REQUIRED ACTION =>
Give all of the data below again exactly, and drop the images.

INFORMATION =>
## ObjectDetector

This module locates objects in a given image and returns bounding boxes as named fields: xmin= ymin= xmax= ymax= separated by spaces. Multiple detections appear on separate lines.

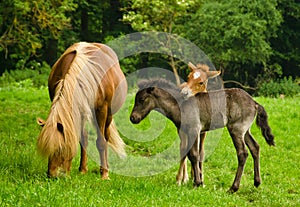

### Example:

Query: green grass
xmin=0 ymin=83 xmax=299 ymax=206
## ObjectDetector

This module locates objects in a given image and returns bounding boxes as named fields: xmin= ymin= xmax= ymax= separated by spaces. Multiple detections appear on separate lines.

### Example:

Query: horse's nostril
xmin=130 ymin=115 xmax=140 ymax=124
xmin=130 ymin=116 xmax=135 ymax=123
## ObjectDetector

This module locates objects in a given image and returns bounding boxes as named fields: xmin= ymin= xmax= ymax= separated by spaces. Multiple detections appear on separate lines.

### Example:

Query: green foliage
xmin=0 ymin=61 xmax=50 ymax=87
xmin=257 ymin=76 xmax=300 ymax=97
xmin=270 ymin=0 xmax=300 ymax=78
xmin=0 ymin=0 xmax=77 ymax=71
xmin=0 ymin=84 xmax=299 ymax=206
xmin=123 ymin=0 xmax=201 ymax=33
xmin=186 ymin=0 xmax=282 ymax=67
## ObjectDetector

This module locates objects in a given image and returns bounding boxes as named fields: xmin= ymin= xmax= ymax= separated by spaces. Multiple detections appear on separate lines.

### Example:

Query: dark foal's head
xmin=130 ymin=79 xmax=182 ymax=124
xmin=130 ymin=87 xmax=157 ymax=124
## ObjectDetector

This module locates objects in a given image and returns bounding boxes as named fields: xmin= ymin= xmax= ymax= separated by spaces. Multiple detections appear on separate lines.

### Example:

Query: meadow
xmin=0 ymin=80 xmax=299 ymax=206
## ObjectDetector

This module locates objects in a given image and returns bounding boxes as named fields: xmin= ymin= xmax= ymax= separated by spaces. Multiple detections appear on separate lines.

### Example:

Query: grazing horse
xmin=37 ymin=42 xmax=127 ymax=179
xmin=177 ymin=62 xmax=220 ymax=185
xmin=130 ymin=79 xmax=274 ymax=192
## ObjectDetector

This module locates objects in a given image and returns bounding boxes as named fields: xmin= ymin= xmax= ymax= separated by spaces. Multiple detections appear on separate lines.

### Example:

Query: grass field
xmin=0 ymin=82 xmax=299 ymax=206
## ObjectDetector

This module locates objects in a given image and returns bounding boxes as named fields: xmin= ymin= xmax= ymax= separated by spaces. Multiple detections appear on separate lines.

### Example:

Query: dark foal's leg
xmin=187 ymin=132 xmax=202 ymax=187
xmin=79 ymin=128 xmax=88 ymax=174
xmin=244 ymin=130 xmax=261 ymax=187
xmin=228 ymin=128 xmax=249 ymax=193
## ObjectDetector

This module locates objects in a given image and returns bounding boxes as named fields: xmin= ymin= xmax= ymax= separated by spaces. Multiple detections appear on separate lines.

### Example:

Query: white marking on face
xmin=193 ymin=71 xmax=201 ymax=79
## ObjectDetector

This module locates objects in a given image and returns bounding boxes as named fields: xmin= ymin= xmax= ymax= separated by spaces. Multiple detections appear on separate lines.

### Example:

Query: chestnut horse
xmin=177 ymin=62 xmax=220 ymax=185
xmin=37 ymin=42 xmax=127 ymax=179
xmin=130 ymin=79 xmax=274 ymax=192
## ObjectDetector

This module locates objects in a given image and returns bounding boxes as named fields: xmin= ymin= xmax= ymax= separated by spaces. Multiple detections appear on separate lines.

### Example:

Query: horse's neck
xmin=155 ymin=89 xmax=182 ymax=127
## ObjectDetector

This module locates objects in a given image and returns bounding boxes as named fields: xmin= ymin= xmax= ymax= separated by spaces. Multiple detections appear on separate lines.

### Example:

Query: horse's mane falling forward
xmin=37 ymin=42 xmax=127 ymax=178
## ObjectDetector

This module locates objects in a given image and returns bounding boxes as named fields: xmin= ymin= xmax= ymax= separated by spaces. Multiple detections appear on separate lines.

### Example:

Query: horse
xmin=37 ymin=42 xmax=127 ymax=179
xmin=177 ymin=62 xmax=220 ymax=185
xmin=130 ymin=78 xmax=274 ymax=192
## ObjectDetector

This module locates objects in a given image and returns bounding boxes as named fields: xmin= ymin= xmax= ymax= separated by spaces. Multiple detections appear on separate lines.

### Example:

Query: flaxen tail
xmin=107 ymin=119 xmax=126 ymax=158
xmin=256 ymin=104 xmax=275 ymax=146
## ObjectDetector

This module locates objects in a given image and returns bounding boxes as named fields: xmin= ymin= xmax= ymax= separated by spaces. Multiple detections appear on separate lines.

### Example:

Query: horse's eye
xmin=199 ymin=82 xmax=204 ymax=85
xmin=138 ymin=98 xmax=145 ymax=103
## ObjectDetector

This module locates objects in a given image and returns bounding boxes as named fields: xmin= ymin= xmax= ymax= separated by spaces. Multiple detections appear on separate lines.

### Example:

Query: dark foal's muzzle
xmin=130 ymin=113 xmax=141 ymax=124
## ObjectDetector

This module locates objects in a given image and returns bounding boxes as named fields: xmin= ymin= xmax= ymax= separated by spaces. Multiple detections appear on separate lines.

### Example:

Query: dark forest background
xmin=0 ymin=0 xmax=299 ymax=96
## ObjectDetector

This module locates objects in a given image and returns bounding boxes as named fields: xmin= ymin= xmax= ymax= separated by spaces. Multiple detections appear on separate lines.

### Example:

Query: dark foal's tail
xmin=256 ymin=104 xmax=275 ymax=146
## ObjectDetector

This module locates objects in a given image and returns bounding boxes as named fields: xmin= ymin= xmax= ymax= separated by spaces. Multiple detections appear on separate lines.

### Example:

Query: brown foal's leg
xmin=199 ymin=132 xmax=206 ymax=184
xmin=177 ymin=131 xmax=189 ymax=185
xmin=244 ymin=130 xmax=261 ymax=187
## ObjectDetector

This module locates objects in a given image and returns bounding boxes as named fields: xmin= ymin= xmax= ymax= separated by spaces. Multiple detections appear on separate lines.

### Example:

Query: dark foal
xmin=130 ymin=79 xmax=274 ymax=192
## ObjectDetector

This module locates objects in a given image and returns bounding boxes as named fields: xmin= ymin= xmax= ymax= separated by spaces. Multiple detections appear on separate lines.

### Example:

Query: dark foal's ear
xmin=137 ymin=79 xmax=148 ymax=89
xmin=146 ymin=87 xmax=155 ymax=94
xmin=57 ymin=123 xmax=64 ymax=134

OUTPUT FOR THIS EXERCISE =>
## ObjectDetector

This module locates objects in a given image and returns bounding boxes as named fields: xmin= ymin= xmax= ymax= separated by spaces. Multiple detections appear on separate lines.


### Example:

Query: green grass
xmin=0 ymin=83 xmax=299 ymax=206
## ObjectDetector

This module locates objects in a given image and returns bounding boxes as named fields: xmin= ymin= xmax= ymax= separated by spaces. Multiple detections appear on separate lines.

### Example:

Query: horse's nostril
xmin=130 ymin=115 xmax=140 ymax=124
xmin=130 ymin=116 xmax=135 ymax=123
## ObjectDetector

This module locates objects in a given image and returns bounding boxes as named fields: xmin= ymin= xmax= ymax= separated by spaces. Multiple detections appear on separate lines.

### Example:

Query: green foliage
xmin=0 ymin=61 xmax=50 ymax=87
xmin=257 ymin=76 xmax=300 ymax=97
xmin=270 ymin=0 xmax=300 ymax=78
xmin=0 ymin=0 xmax=77 ymax=71
xmin=0 ymin=84 xmax=299 ymax=206
xmin=123 ymin=0 xmax=201 ymax=33
xmin=186 ymin=0 xmax=282 ymax=67
## ObjectDetector

This module locates objects in a given image and returns bounding boxes as named fields: xmin= ymin= xmax= ymax= separated by spaces. Multiple detections appear on separate lines.

### Example:

Query: dark foal's head
xmin=130 ymin=79 xmax=182 ymax=124
xmin=130 ymin=87 xmax=157 ymax=124
## ObjectDetector

This module locates objects in a given image and returns bounding boxes as named fields: xmin= ymin= xmax= ymax= separated by spaces. Multiple detections appear on separate lines.

### Example:

Query: meadow
xmin=0 ymin=80 xmax=299 ymax=206
## ObjectDetector

This module locates objects in a given image and returns bounding boxes as named fields: xmin= ymin= xmax= ymax= separated by spaces. Multiple detections appear on separate lines.

### Example:

Query: grazing horse
xmin=37 ymin=42 xmax=127 ymax=179
xmin=177 ymin=62 xmax=220 ymax=185
xmin=130 ymin=79 xmax=274 ymax=192
## ObjectDetector

This module locates objects in a given image and returns bounding boxes as named fields: xmin= ymin= xmax= ymax= separated by spaces. Multiple detections appear on separate lines.

### Example:

Query: grass field
xmin=0 ymin=82 xmax=299 ymax=206
## ObjectDetector

This module locates objects in a given image and returns bounding boxes as named fields: xmin= ymin= xmax= ymax= separated by spaces. Multiple detections appear on separate lines.

### Example:

Query: dark foal's leg
xmin=187 ymin=132 xmax=202 ymax=187
xmin=79 ymin=128 xmax=88 ymax=174
xmin=244 ymin=130 xmax=261 ymax=187
xmin=228 ymin=128 xmax=249 ymax=193
## ObjectDetector

This module locates objects in a given image and returns bounding boxes as named fields: xmin= ymin= xmax= ymax= separated by spaces. Multiple detections appear on separate lines.

### Example:

Query: white marking on face
xmin=193 ymin=71 xmax=201 ymax=79
## ObjectDetector

This module locates objects in a given image and returns bounding boxes as named fields: xmin= ymin= xmax= ymax= separated by spaces. Multiple detections appear on separate lines.

### Example:

Query: chestnut horse
xmin=177 ymin=62 xmax=220 ymax=185
xmin=37 ymin=42 xmax=127 ymax=179
xmin=130 ymin=79 xmax=274 ymax=192
## ObjectDetector

This module locates objects in a given image and returns bounding boxes as named fields: xmin= ymin= xmax= ymax= separated by spaces. Multiple detections appear on separate lines.

### Example:

Query: horse's neck
xmin=155 ymin=89 xmax=182 ymax=127
## ObjectDetector

This module locates objects in a given image and returns bounding boxes as named fields: xmin= ymin= xmax= ymax= separated by spaces. Multiple detections appear on separate lines.

### Example:

Query: horse's mane falling forward
xmin=37 ymin=42 xmax=127 ymax=178
## ObjectDetector

This module locates objects in a given image and returns bounding boxes as named fields: xmin= ymin= xmax= ymax= separated by spaces. Multiple detections appear on separate lines.

### Example:

Query: horse
xmin=37 ymin=42 xmax=127 ymax=179
xmin=177 ymin=62 xmax=220 ymax=185
xmin=130 ymin=78 xmax=274 ymax=192
## ObjectDetector

This module locates objects in a given image and returns bounding boxes as named fields: xmin= ymin= xmax= ymax= separated by spaces. Multiple detections appear on separate lines.

### Example:

Query: flaxen tail
xmin=107 ymin=119 xmax=126 ymax=158
xmin=256 ymin=104 xmax=275 ymax=146
## ObjectDetector

This module locates objects in a given image and returns bounding boxes as named fields: xmin= ymin= xmax= ymax= separated by spaces. Multiple detections appear on separate lines.

### Example:

Query: horse's eye
xmin=199 ymin=82 xmax=204 ymax=85
xmin=138 ymin=98 xmax=145 ymax=103
## ObjectDetector

This module locates objects in a given image and returns bounding boxes as named fields: xmin= ymin= xmax= ymax= separated by spaces. Multiple detections appear on separate lines.

### Example:

Query: dark foal's muzzle
xmin=130 ymin=113 xmax=141 ymax=124
## ObjectDetector

This module locates objects in a given image and returns bounding boxes as named fields: xmin= ymin= xmax= ymax= separated by spaces. Multiple detections appear on separate lines.

### Example:

Query: dark forest background
xmin=0 ymin=0 xmax=299 ymax=96
## ObjectDetector

This module locates objects in a given image and returns bounding boxes as named fields: xmin= ymin= xmax= ymax= separated by spaces. Multiple detections appear on separate lines.

### Example:

Query: dark foal's tail
xmin=256 ymin=104 xmax=275 ymax=146
## ObjectDetector

This module locates objects in a given image and returns bounding boxes as named fields: xmin= ymin= xmax= ymax= separated by spaces. Multiple detections appear on separate lines.

### Example:

Query: brown foal's leg
xmin=199 ymin=132 xmax=206 ymax=184
xmin=177 ymin=131 xmax=189 ymax=185
xmin=244 ymin=130 xmax=261 ymax=187
## ObjectDetector

This module locates objects in a given image and returns bounding boxes as named fields: xmin= ymin= xmax= ymax= separated by spaces. Multiple detections appear on separate lines.

### Example:

Query: dark foal
xmin=130 ymin=79 xmax=274 ymax=192
## ObjectDetector

This module locates objects in a given image and returns bounding boxes as named fields: xmin= ymin= xmax= ymax= separated by spaces. Multiple detections appear on separate lines.

### Example:

Query: dark foal's ear
xmin=137 ymin=79 xmax=148 ymax=89
xmin=146 ymin=87 xmax=155 ymax=94
xmin=57 ymin=123 xmax=64 ymax=134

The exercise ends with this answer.